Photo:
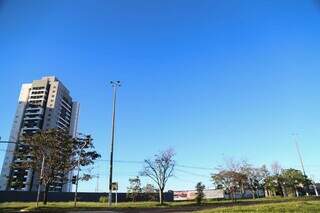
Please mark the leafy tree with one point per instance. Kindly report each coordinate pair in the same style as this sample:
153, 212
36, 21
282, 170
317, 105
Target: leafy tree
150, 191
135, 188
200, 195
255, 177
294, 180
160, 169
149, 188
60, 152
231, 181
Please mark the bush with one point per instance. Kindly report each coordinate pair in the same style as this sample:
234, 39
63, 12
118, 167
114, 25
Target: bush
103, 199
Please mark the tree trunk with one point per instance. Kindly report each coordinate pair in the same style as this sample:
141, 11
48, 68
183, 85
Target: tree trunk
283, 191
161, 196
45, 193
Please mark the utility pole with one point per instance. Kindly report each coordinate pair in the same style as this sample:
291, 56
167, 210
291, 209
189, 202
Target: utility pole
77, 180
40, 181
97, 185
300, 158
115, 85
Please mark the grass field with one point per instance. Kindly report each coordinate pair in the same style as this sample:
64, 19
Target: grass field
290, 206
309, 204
○ ○ ○ ○ ○
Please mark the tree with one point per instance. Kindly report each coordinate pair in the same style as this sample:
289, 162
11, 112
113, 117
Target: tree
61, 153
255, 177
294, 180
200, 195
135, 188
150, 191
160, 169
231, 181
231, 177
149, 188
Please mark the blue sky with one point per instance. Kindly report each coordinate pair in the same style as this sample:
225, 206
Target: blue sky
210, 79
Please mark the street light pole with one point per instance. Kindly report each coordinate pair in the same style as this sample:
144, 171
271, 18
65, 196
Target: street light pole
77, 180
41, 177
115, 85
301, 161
○ ○ ○ ○ ○
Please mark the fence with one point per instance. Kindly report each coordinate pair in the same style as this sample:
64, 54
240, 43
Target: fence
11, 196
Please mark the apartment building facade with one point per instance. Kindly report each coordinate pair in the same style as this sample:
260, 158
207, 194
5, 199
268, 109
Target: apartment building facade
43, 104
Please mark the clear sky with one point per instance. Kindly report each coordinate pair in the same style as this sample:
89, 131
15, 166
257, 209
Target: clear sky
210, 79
○ ○ ○ ○ ○
WHAT NEEDS TO BE DONE - How many lines of the material above contain the string "building", matching case exactly? Give only the number.

COMPLETE RESPONSE - 2